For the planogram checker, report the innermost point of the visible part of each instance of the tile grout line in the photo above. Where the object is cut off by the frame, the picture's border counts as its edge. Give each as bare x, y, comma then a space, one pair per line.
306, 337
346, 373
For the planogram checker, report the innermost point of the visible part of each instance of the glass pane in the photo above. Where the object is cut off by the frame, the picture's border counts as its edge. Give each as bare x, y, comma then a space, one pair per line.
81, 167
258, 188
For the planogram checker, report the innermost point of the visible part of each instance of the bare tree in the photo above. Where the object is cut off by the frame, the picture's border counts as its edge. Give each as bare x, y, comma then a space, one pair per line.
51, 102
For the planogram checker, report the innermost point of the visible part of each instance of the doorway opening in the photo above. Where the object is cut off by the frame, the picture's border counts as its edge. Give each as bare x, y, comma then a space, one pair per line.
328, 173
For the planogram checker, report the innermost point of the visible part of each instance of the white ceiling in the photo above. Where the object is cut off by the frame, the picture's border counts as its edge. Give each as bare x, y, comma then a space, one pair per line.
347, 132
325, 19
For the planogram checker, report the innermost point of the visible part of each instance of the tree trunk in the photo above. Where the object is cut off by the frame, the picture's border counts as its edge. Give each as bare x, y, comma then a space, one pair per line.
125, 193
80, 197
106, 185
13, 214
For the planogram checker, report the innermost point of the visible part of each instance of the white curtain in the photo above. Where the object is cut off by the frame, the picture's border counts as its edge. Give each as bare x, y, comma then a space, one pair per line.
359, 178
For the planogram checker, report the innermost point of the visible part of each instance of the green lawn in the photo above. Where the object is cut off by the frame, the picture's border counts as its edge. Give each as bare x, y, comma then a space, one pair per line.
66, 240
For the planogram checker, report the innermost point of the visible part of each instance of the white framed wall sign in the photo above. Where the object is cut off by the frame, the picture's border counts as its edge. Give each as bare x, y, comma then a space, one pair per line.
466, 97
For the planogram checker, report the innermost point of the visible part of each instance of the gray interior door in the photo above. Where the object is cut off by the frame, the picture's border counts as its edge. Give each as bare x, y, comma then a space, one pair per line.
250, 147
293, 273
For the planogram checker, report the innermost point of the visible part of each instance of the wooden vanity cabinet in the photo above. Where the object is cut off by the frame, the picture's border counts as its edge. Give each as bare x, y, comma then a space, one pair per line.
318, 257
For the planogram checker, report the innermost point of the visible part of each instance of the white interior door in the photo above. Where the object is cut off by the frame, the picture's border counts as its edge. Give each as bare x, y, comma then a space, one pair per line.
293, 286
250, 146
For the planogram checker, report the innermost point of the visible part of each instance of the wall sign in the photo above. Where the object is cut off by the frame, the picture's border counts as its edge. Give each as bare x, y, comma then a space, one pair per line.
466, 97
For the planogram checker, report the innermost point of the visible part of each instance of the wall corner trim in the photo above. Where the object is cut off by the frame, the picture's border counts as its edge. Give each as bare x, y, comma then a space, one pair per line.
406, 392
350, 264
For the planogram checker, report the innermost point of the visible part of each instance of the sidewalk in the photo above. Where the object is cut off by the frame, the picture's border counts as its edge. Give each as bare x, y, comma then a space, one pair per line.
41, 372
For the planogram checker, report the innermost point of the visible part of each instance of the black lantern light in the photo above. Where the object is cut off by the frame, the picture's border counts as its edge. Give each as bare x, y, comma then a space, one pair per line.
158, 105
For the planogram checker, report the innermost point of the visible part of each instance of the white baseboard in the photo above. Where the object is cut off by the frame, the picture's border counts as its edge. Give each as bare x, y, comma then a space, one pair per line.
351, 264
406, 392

▬▬▬

» **Your instructions**: Reproduce exactly the lines from the one with "of the black" through the end of the entries above, both ends included.

» **Full answer**:
For the planogram checker, report the innermost point of the visible part of each instance of the black lantern light in the photo above. Where the object is cut off by the frame, the picture's border counts as its edge. Give each as bare x, y, comma then a space, one pair per line.
158, 105
For the planogram checker, report the innermost point of the visible part of each instance of the white baseboard in the photo above. Where the object is cut off by the frame, the picture's border counts as its edge. Give each as bare x, y, comma then a space, one pair per line.
351, 264
406, 392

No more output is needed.